* _PROBLEM REQUIREMENTS_
In the discussion of RNA-seq count variance, reproduce the stretch from "Extremely Interesting Q!" through "DiffExp analysis does).", substituting "erratic" for "haywire".

* _SELECTED EXTRACT_
*** Block opens ***

DESeq and edgeR work with counts rather than the TPMs used in the question. Under the assumption that these counts are negatively bionomially distributed, there should be an effect of expression level on variance.

Looking at your plots above, I'd say 1) you should be plotting counts rather than TPM, 2) Gene with, say, an expression of 30 TPM do seem to cluster around a standard deviation of 15 and genes with an expression of 10TPM more around 5ish.

The mean-variance plot is one of diagnostics that can be produced by both DESeq and edgeR during the course of the analysis. It generally shows a pretty good fit.

Neither DESeq, nor edgeR just replace the standard deviation of a gene with that of genes of a similar expression level, rather they use empirical bayes to shrink the variance towards the mean-variance trend line. Thus a gene can have much higher (or lower) variance than the mean for its expression level, but their most be good evidence for it.

Extremely Interesting Q!

I guess that your plotting looks haywire because you haven’t log-transformed the data. The large dynamic range of count RNA-seq data doesn’t allow proper comparing the dispersion in lowly vs highly expressed genes unless you log-transform it (which is what almost all tool for DiffExp analysis does).

If you see the supplementary Figure 1 (Additional file 1) of the DESeq2 paper, the assumption doesn’t look that bad. In log-transformed scale, the genes with low logCPM show very high, but similar dispersion. So is the case with genes with very high logCPM that they show smaller, but similar dispersion (see the red trend line).

*** Block closes ***

[Stored data entries]
*** Block opens ***

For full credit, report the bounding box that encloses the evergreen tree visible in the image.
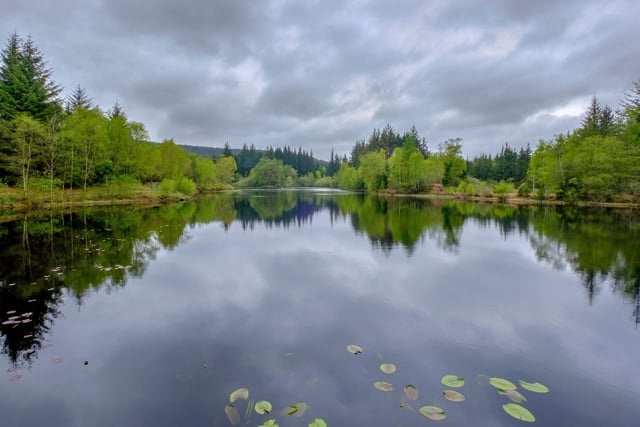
[65,84,93,113]
[0,33,62,121]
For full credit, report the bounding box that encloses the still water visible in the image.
[0,190,640,427]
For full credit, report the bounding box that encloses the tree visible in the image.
[0,33,62,121]
[620,79,640,109]
[249,157,285,187]
[65,84,93,113]
[358,148,387,192]
[11,113,46,192]
[64,107,109,190]
[438,138,467,186]
[214,156,238,187]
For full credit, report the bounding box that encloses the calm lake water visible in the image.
[0,190,640,427]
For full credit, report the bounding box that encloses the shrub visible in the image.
[518,182,531,197]
[158,178,176,194]
[176,178,196,196]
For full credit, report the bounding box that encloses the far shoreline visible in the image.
[0,187,640,222]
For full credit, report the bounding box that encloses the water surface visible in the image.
[0,191,640,427]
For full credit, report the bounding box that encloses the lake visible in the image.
[0,190,640,427]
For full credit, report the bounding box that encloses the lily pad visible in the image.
[498,390,527,403]
[440,375,464,387]
[282,402,310,417]
[309,418,327,427]
[404,384,418,400]
[489,377,517,391]
[373,381,393,391]
[476,374,489,387]
[229,388,249,403]
[347,344,362,355]
[502,403,536,423]
[418,406,447,421]
[380,363,398,374]
[224,404,240,426]
[519,380,549,393]
[253,400,273,414]
[442,390,464,402]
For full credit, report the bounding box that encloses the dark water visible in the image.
[0,191,640,427]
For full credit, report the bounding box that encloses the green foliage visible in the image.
[249,157,286,187]
[438,138,467,186]
[337,163,363,190]
[176,178,196,196]
[358,149,387,192]
[0,33,62,121]
[493,181,516,200]
[518,182,531,197]
[158,178,177,194]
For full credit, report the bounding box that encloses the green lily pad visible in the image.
[404,384,418,400]
[309,418,327,427]
[498,390,527,403]
[224,404,240,426]
[519,380,549,393]
[253,400,273,414]
[502,403,536,423]
[229,388,249,403]
[476,374,489,387]
[373,381,393,391]
[418,406,447,421]
[282,402,311,417]
[440,375,464,387]
[380,363,398,374]
[489,377,517,391]
[442,390,464,402]
[347,344,362,355]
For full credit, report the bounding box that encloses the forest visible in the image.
[0,33,640,202]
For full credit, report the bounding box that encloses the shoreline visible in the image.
[0,187,640,222]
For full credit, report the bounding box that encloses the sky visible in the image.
[0,0,640,159]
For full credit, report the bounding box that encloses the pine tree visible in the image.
[0,33,62,121]
[65,84,94,113]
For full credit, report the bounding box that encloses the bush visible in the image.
[28,178,62,191]
[176,178,196,196]
[105,175,143,196]
[518,182,531,197]
[158,178,176,194]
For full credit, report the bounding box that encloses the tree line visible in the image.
[0,33,237,194]
[336,85,640,202]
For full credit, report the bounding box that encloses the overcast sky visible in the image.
[0,0,640,159]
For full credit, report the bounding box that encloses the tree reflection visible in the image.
[0,191,640,369]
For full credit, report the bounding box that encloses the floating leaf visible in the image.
[280,402,311,417]
[254,400,273,414]
[380,363,398,374]
[347,344,362,355]
[519,380,549,393]
[224,404,240,426]
[404,384,418,400]
[440,375,464,387]
[502,403,536,423]
[442,390,464,402]
[309,418,327,427]
[373,381,393,391]
[489,377,517,391]
[229,388,249,403]
[498,390,527,403]
[476,374,489,387]
[419,406,447,421]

*** Block closes ***

* _RESPONSE BOX_
Extremely Interesting Q!

I guess that your plotting looks erratic because you haven’t log-transformed the data. The large dynamic range of count RNA-seq data doesn’t allow proper comparing the dispersion in lowly vs highly expressed genes unless you log-transform it (which is what almost all tool for DiffExp analysis does).